Short problem
Tally the lines of the records that contain the string "mountain". Give only the number.

Stored rows

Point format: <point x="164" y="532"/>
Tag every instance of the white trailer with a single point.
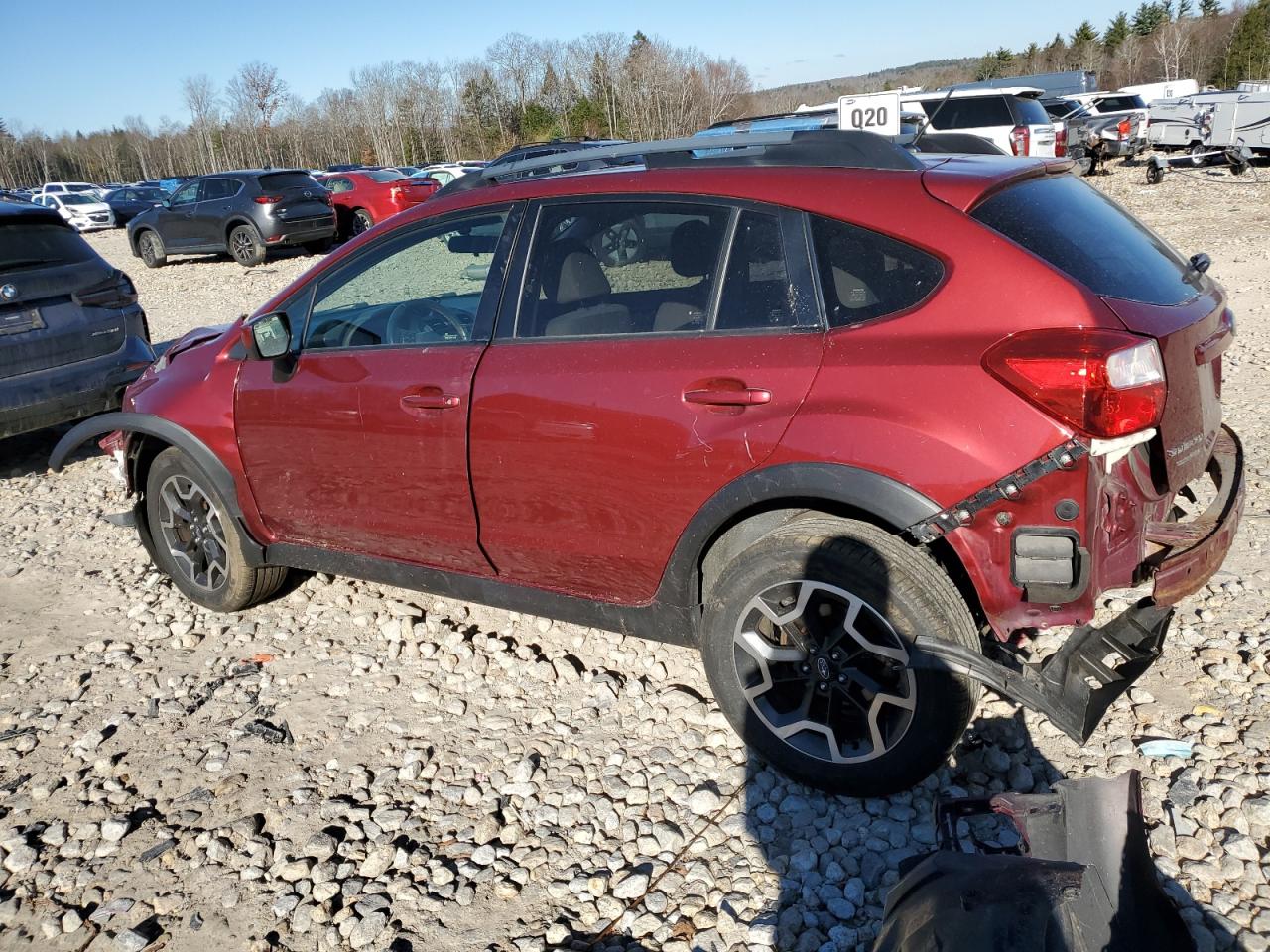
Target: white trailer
<point x="1211" y="121"/>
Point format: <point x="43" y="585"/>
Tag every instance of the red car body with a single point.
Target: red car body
<point x="589" y="479"/>
<point x="365" y="191"/>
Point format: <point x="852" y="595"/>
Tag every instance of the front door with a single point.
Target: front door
<point x="659" y="350"/>
<point x="363" y="447"/>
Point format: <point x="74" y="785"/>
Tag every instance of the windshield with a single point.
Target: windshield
<point x="27" y="245"/>
<point x="1089" y="238"/>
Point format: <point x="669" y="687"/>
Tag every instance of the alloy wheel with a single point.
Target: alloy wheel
<point x="191" y="532"/>
<point x="825" y="671"/>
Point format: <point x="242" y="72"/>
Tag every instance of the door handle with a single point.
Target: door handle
<point x="720" y="397"/>
<point x="430" y="402"/>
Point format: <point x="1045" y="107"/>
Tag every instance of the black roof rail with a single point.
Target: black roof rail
<point x="835" y="149"/>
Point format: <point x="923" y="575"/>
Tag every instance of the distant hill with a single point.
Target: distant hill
<point x="930" y="73"/>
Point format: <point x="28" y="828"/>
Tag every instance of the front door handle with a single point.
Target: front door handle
<point x="726" y="397"/>
<point x="430" y="402"/>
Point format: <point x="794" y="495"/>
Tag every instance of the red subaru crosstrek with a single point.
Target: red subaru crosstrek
<point x="852" y="419"/>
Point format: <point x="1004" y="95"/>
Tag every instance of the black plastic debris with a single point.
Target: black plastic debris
<point x="1080" y="880"/>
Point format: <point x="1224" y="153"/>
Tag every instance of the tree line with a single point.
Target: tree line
<point x="606" y="85"/>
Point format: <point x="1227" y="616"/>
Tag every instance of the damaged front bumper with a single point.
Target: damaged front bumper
<point x="1083" y="880"/>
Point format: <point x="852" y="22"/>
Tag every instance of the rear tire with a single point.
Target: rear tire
<point x="150" y="246"/>
<point x="806" y="640"/>
<point x="197" y="542"/>
<point x="246" y="246"/>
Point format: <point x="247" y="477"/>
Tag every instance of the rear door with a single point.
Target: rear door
<point x="624" y="390"/>
<point x="362" y="447"/>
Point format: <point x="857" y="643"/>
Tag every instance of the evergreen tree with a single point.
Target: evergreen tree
<point x="1116" y="32"/>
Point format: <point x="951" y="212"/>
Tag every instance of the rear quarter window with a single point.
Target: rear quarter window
<point x="1088" y="238"/>
<point x="287" y="179"/>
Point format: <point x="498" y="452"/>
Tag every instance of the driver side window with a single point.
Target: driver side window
<point x="413" y="290"/>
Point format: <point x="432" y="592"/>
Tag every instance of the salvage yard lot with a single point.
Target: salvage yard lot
<point x="357" y="766"/>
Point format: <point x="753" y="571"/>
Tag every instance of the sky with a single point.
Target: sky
<point x="102" y="60"/>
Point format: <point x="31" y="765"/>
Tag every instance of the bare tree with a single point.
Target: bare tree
<point x="258" y="90"/>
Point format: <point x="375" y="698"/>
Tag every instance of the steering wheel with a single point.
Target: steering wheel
<point x="413" y="320"/>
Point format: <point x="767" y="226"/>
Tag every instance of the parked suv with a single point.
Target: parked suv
<point x="742" y="439"/>
<point x="71" y="333"/>
<point x="243" y="213"/>
<point x="1011" y="118"/>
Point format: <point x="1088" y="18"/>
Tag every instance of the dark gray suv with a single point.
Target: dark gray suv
<point x="71" y="333"/>
<point x="243" y="213"/>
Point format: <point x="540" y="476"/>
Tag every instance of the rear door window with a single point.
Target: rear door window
<point x="865" y="276"/>
<point x="1089" y="238"/>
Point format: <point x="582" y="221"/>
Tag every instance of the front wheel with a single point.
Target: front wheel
<point x="195" y="539"/>
<point x="246" y="246"/>
<point x="807" y="642"/>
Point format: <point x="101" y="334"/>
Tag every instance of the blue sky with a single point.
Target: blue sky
<point x="143" y="50"/>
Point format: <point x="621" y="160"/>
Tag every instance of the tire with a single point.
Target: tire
<point x="828" y="570"/>
<point x="203" y="553"/>
<point x="246" y="248"/>
<point x="150" y="246"/>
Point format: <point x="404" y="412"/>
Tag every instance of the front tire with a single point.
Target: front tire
<point x="246" y="246"/>
<point x="153" y="253"/>
<point x="807" y="640"/>
<point x="197" y="542"/>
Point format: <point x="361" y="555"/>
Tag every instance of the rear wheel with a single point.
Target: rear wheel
<point x="246" y="246"/>
<point x="807" y="642"/>
<point x="197" y="542"/>
<point x="151" y="249"/>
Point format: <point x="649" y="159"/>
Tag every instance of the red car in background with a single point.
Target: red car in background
<point x="365" y="198"/>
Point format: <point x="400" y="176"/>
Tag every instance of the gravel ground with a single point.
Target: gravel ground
<point x="353" y="766"/>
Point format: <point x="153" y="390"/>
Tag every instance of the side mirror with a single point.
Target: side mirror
<point x="268" y="336"/>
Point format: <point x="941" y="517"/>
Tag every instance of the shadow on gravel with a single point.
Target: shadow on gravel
<point x="839" y="858"/>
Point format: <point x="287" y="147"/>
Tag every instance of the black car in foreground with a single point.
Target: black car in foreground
<point x="71" y="331"/>
<point x="243" y="213"/>
<point x="130" y="200"/>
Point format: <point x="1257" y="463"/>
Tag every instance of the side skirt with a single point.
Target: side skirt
<point x="656" y="621"/>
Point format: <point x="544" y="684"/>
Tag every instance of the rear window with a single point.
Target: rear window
<point x="865" y="275"/>
<point x="1119" y="104"/>
<point x="32" y="245"/>
<point x="970" y="113"/>
<point x="287" y="179"/>
<point x="1030" y="112"/>
<point x="1089" y="238"/>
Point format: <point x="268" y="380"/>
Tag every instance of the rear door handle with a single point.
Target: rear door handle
<point x="720" y="397"/>
<point x="430" y="402"/>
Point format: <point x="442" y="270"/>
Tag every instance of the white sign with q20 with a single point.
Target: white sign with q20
<point x="875" y="112"/>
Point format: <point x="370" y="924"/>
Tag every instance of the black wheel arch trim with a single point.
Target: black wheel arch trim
<point x="797" y="484"/>
<point x="173" y="434"/>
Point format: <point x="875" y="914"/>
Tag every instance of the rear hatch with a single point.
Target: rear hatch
<point x="44" y="267"/>
<point x="298" y="193"/>
<point x="1147" y="285"/>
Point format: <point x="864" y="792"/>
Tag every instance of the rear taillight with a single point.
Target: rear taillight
<point x="1101" y="382"/>
<point x="1020" y="140"/>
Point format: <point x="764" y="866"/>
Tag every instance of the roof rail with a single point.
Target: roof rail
<point x="839" y="149"/>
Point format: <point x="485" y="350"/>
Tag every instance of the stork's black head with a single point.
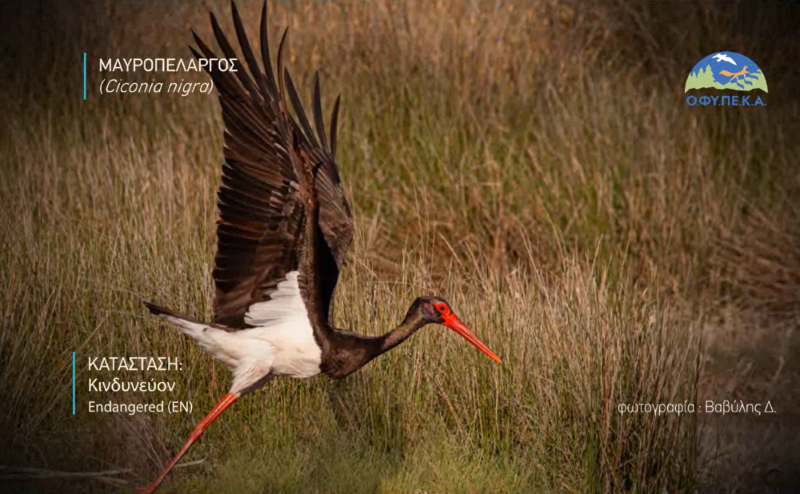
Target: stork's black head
<point x="434" y="310"/>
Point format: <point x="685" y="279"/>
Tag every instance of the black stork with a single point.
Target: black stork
<point x="283" y="230"/>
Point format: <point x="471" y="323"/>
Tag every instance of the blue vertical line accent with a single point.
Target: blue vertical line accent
<point x="73" y="373"/>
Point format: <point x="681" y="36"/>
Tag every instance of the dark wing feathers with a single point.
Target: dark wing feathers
<point x="265" y="185"/>
<point x="318" y="121"/>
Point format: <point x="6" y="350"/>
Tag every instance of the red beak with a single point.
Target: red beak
<point x="454" y="323"/>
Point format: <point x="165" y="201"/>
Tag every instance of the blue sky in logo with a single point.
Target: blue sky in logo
<point x="729" y="70"/>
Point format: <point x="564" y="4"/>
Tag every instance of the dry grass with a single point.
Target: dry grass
<point x="564" y="200"/>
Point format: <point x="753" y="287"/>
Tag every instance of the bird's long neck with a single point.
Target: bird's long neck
<point x="355" y="350"/>
<point x="412" y="322"/>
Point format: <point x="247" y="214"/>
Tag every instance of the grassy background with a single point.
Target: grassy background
<point x="534" y="163"/>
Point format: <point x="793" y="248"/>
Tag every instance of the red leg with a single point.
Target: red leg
<point x="201" y="426"/>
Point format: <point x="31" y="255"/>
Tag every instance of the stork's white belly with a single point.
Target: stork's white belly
<point x="283" y="323"/>
<point x="281" y="343"/>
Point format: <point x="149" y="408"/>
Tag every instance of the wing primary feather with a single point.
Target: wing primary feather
<point x="244" y="44"/>
<point x="281" y="88"/>
<point x="207" y="53"/>
<point x="334" y="122"/>
<point x="265" y="60"/>
<point x="318" y="120"/>
<point x="227" y="49"/>
<point x="298" y="109"/>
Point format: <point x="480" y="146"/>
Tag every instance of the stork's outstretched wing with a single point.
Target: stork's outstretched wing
<point x="275" y="171"/>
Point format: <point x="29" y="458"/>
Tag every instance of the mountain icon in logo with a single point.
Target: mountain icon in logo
<point x="726" y="70"/>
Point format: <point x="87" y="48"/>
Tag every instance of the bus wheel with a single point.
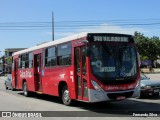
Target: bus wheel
<point x="25" y="89"/>
<point x="66" y="96"/>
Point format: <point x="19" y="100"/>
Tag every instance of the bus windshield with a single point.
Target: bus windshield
<point x="113" y="61"/>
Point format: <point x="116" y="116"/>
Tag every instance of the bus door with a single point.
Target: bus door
<point x="81" y="76"/>
<point x="37" y="71"/>
<point x="16" y="72"/>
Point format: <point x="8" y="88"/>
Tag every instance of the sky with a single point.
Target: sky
<point x="26" y="23"/>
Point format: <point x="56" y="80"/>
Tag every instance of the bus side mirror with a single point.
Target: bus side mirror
<point x="87" y="51"/>
<point x="139" y="61"/>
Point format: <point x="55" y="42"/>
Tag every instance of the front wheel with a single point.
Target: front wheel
<point x="25" y="89"/>
<point x="66" y="96"/>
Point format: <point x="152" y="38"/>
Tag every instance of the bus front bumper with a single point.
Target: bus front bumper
<point x="100" y="96"/>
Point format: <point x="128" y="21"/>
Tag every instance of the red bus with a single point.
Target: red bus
<point x="89" y="67"/>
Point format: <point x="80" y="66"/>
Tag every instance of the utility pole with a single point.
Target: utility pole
<point x="52" y="26"/>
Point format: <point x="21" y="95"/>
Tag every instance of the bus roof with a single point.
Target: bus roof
<point x="55" y="42"/>
<point x="51" y="43"/>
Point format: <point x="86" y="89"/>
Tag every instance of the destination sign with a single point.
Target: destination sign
<point x="110" y="39"/>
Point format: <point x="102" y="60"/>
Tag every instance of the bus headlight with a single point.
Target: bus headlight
<point x="96" y="86"/>
<point x="148" y="87"/>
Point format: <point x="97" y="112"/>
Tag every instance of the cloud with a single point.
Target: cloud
<point x="102" y="28"/>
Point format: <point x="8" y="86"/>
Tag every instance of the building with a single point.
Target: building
<point x="6" y="60"/>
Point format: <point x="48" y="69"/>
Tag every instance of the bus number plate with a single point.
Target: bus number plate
<point x="120" y="98"/>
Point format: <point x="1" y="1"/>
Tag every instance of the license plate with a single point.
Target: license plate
<point x="156" y="90"/>
<point x="120" y="98"/>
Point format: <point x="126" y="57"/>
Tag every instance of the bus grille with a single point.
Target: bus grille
<point x="115" y="95"/>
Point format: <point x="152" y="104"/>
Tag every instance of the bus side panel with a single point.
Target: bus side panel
<point x="51" y="80"/>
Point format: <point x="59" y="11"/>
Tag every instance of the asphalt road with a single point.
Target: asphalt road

Written answer
2